■ YOUR OBJECTIVE
In the rows below, swap every "stdout" for "result" and reproduce the rows with nothing else changed.

■ AVAILABLE DATA
* begin *

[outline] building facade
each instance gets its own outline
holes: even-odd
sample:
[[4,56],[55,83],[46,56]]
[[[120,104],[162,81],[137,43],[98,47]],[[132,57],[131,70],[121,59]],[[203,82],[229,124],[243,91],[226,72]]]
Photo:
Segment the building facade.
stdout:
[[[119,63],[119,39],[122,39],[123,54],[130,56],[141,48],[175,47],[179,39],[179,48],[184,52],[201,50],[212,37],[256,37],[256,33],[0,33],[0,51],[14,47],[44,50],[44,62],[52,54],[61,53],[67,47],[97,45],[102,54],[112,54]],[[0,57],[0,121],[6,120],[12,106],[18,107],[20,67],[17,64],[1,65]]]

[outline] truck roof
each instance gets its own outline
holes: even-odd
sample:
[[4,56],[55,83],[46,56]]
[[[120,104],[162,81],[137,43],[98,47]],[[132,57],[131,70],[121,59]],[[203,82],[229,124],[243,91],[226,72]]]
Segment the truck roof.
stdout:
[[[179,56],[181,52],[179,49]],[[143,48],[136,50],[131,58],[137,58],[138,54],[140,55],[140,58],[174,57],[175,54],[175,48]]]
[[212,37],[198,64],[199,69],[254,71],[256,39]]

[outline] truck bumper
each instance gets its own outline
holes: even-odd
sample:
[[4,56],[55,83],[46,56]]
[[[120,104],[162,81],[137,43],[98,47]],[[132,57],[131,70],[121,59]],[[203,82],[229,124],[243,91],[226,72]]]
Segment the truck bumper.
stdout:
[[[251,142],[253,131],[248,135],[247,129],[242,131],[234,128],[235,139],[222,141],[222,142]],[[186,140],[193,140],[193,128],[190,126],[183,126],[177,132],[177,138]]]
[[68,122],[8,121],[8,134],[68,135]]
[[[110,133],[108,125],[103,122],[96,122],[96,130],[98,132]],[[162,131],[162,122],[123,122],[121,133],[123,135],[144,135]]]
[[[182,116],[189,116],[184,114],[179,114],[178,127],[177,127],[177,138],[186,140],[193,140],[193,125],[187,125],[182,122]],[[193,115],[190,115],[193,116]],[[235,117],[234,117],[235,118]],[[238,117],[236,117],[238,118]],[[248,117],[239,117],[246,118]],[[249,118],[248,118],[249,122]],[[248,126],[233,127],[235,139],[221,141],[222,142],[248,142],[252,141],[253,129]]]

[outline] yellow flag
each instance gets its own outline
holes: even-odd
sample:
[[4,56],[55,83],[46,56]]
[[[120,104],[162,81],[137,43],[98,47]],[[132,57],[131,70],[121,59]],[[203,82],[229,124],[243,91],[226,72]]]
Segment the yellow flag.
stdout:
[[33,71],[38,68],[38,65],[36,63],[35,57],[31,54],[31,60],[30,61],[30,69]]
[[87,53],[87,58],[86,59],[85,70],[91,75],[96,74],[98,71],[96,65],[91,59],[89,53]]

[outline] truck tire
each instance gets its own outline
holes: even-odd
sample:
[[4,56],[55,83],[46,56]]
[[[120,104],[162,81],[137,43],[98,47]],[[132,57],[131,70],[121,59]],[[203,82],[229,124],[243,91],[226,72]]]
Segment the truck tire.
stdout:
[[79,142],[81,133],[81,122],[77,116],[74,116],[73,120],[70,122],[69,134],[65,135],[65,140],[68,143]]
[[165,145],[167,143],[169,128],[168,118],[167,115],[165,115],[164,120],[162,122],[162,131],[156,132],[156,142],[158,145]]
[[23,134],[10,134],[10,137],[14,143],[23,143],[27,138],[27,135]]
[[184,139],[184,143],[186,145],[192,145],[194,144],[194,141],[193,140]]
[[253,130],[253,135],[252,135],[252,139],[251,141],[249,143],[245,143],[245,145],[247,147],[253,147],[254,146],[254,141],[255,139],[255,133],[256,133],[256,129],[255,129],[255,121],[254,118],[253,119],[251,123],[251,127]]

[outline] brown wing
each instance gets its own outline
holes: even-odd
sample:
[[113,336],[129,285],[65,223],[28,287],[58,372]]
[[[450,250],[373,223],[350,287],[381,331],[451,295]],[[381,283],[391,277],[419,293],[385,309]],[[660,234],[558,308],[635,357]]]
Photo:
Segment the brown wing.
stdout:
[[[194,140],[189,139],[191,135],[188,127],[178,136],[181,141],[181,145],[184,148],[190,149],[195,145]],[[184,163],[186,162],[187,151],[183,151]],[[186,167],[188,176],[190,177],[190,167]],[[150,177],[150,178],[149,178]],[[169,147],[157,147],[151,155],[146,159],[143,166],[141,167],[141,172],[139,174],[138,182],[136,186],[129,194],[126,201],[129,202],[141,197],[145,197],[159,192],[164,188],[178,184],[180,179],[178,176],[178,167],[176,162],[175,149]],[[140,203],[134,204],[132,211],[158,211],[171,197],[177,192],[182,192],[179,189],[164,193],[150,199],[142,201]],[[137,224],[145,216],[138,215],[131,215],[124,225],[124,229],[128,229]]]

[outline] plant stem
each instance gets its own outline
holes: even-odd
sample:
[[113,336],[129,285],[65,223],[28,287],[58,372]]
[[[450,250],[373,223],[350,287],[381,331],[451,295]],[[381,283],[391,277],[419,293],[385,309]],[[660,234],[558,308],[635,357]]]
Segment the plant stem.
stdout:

* end *

■ TASK RESPONSE
[outline] building facade
each instance gets its own outline
holes: even-odd
sample:
[[4,56],[55,83],[46,56]]
[[[120,104],[162,81],[137,43],[98,47]],[[132,57],[131,70],[121,59]],[[203,82],[229,124],[243,91],[226,72]]]
Photo:
Segment the building facade.
result:
[[[119,63],[119,39],[122,39],[123,54],[130,56],[141,48],[175,47],[179,39],[179,48],[184,52],[201,50],[212,37],[256,37],[256,33],[0,33],[0,51],[14,47],[44,50],[44,62],[52,54],[61,53],[67,47],[97,45],[102,54],[112,54]],[[0,57],[0,121],[6,120],[12,106],[18,107],[20,67],[17,64],[1,65]]]

[outline] truck roof
each instance gets its own outline
holes: even-odd
sample:
[[4,56],[55,83],[46,56]]
[[[120,104],[162,81],[137,43],[98,47]],[[132,57],[131,70],[121,59]],[[203,82],[229,124],[243,91],[226,72]]]
Segment the truck roof.
result:
[[[179,56],[181,52],[179,49]],[[143,48],[136,50],[131,58],[137,58],[138,54],[140,55],[140,58],[174,57],[175,54],[175,48]]]
[[212,37],[198,64],[199,69],[254,71],[256,39]]

[outline] truck bumper
each instance gets its own outline
holes: even-odd
sample:
[[4,56],[55,83],[46,56]]
[[[120,104],[162,81],[137,43],[98,47]],[[132,57],[131,70],[121,59]],[[203,82],[229,124],[243,91],[226,72]]]
Segment the truck bumper.
result:
[[[251,142],[253,131],[248,135],[247,129],[242,131],[234,128],[235,139],[222,141],[222,142]],[[186,140],[193,140],[193,128],[190,126],[183,126],[177,132],[177,138]]]
[[68,122],[8,121],[8,134],[68,135]]
[[[110,133],[108,125],[103,122],[96,122],[96,130],[98,132]],[[162,131],[162,122],[123,122],[121,133],[123,135],[144,135]]]
[[[182,116],[189,116],[184,114],[179,114],[178,127],[177,127],[177,138],[186,140],[193,140],[193,125],[187,125],[182,122]],[[193,115],[190,115],[193,116]],[[235,117],[234,117],[235,118]],[[238,117],[236,117],[238,118]],[[248,117],[239,117],[246,118]],[[249,118],[248,118],[249,122]],[[248,126],[233,127],[235,139],[221,141],[222,142],[248,142],[252,141],[253,129]]]

[outline] yellow flag
each instance gets its own outline
holes: even-odd
sample:
[[4,56],[55,83],[46,56]]
[[[120,104],[162,81],[137,43],[98,47]],[[132,57],[131,70],[121,59]],[[203,82],[229,124],[243,91],[226,72]]]
Segment the yellow flag.
result:
[[33,71],[38,68],[38,65],[36,63],[35,57],[31,54],[31,60],[30,61],[30,69]]
[[87,53],[87,58],[86,59],[85,70],[91,75],[96,74],[98,71],[96,65],[91,59],[89,53]]

[outline] truck tire
each instance gets its own outline
holes: even-odd
sample:
[[4,56],[55,83],[46,56]]
[[[120,104],[162,81],[137,43],[98,47]],[[132,57],[131,70],[121,59]],[[203,82],[229,124],[243,91],[226,72]]]
Segment the truck tire.
result:
[[79,142],[81,133],[81,122],[77,116],[74,116],[73,120],[70,122],[69,134],[65,135],[65,140],[68,143]]
[[165,145],[167,143],[169,128],[168,118],[167,115],[165,115],[164,120],[162,122],[162,131],[156,132],[156,142],[158,145]]
[[23,134],[10,134],[10,137],[14,143],[23,143],[27,138],[27,135]]
[[184,139],[184,143],[186,145],[192,145],[194,144],[194,141],[193,140]]
[[253,130],[253,135],[252,135],[252,139],[251,141],[249,143],[245,143],[245,145],[247,147],[253,147],[254,146],[254,141],[255,139],[255,133],[256,133],[256,129],[255,129],[255,121],[254,118],[253,119],[251,123],[251,127]]

[outline] brown wing
each instance gets its own outline
holes: even-odd
sample:
[[113,336],[129,285],[65,223],[28,287],[58,372]]
[[[450,250],[373,223],[350,287],[381,331],[451,295]],[[381,283],[391,277],[419,293],[385,309]],[[660,234],[558,308],[635,357]]]
Photo:
Segment the brown wing.
result:
[[[194,140],[189,139],[191,135],[188,127],[178,136],[181,141],[181,145],[184,148],[190,149],[195,145]],[[184,163],[186,162],[187,151],[183,151]],[[186,167],[188,176],[190,177],[190,167]],[[150,177],[150,178],[149,178]],[[169,147],[157,147],[151,155],[146,159],[143,166],[141,167],[141,172],[139,174],[138,182],[136,186],[129,194],[126,201],[129,202],[141,197],[145,197],[159,192],[164,188],[178,184],[180,179],[178,176],[178,167],[176,162],[175,149]],[[140,203],[134,204],[132,211],[158,211],[171,197],[177,192],[182,192],[179,189],[164,193],[150,199],[142,201]],[[137,224],[145,216],[138,215],[131,215],[124,225],[124,229],[128,229]]]

[outline] plant stem
each instance gets its own outline
holes: even-odd
sample:
[[113,336],[129,285],[65,223],[28,287],[58,372]]
[[[450,250],[373,223],[350,287],[381,331],[451,295]],[[381,283],[391,277],[419,293],[385,309]],[[660,234],[558,308],[635,357]]]
Segment the plant stem.
result:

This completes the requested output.